DOCUMENT TEXT:
How Does Your Birth Order Position Affect Your Life Now? Spoiler Alert Post!
As part of the series on birth order and how your sibling position contributes to whether you are living a life of havoc or a life of fame and fortune–the next entry will provide a list of the typical characteristics of persons in particular sibling positions.
If you haven’t read “Me? Do Thanksgiving? Are You Crazy?” you’ll want to as an introduction.
The spoiler alert pre-post is to set up some fun if you’re in the mood. And you’re always in the mood for fun, right?
Walter Toman’s Birth Order Studies will be the subject of the next entry. When I was teaching at the university I regularly handed these descriptions to students without the labels. I’d ask each to check the description most fit the way he or she saw themselves functioning. The accuracy with which people chose the sibling position that matched their actual position was phenomenal.
The ‘if you want to have fun’ idea is for you to test yourself with the descriptions the way students did. That is–read through the descriptions from Walter Toman’s studies and choose the one that you believe most matches the way you see yourself functioning matches. I’ve set up the post to first show the descriptions without the label that gives away the birth order position. Then I repeated the definitions with the labels. This way you can test yourself and anyone else that’s looking for a way out of work on a Monday.

RECORDED DATA:
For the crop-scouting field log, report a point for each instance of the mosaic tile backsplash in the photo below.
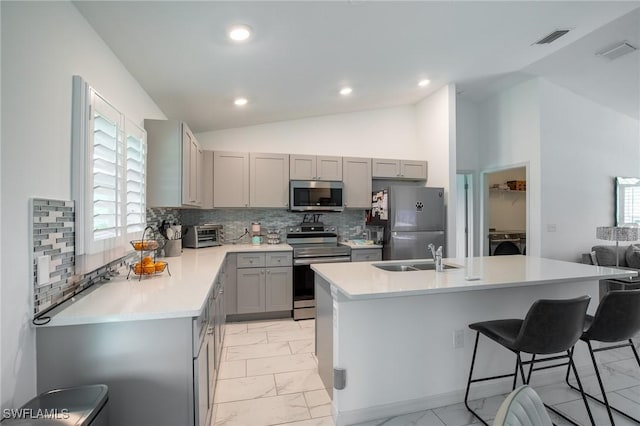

TASK A: According to the birth order post, why are the descriptions from Walter Toman's studies shown first without their labels?
TASK B: Carry on the birth order post from its final sentence.

WRITTEN REPLY A: The labels would give away the birth order position. Showing the descriptions without them first lets readers test themselves, and anyone else, by choosing the description that best matches how they see themselves functioning. The labeled versions are repeated afterward.

WRITTEN REPLY B:
Bowen Theory and Why Sibling Position is Important
Dr. Murray Bowen saw ‘the family of the individual’ rather than the ‘individual’ as the patient in therapy. This does not mean he ‘saw’ the whole family in his office. It means he ‘saw’ the individual’s functioning as part of the emotional unit instead of seeing the individual as the whole unit.
“There were a number of different aspects of this emotional interdependence between family members that led Bowen and his group to the conclusion that the family could be accurately conceptualized as an emotional unit. One frequent pattern was that family members functioned in reciprocal relationship to one another. . . .
The functioning of one person, therefore, could not be adequately understood out of the context of the functioning of the people closely involved with him.” . . . Family Evaluation, by Murray Bowen, M.D. and Michael Kerr, M.D.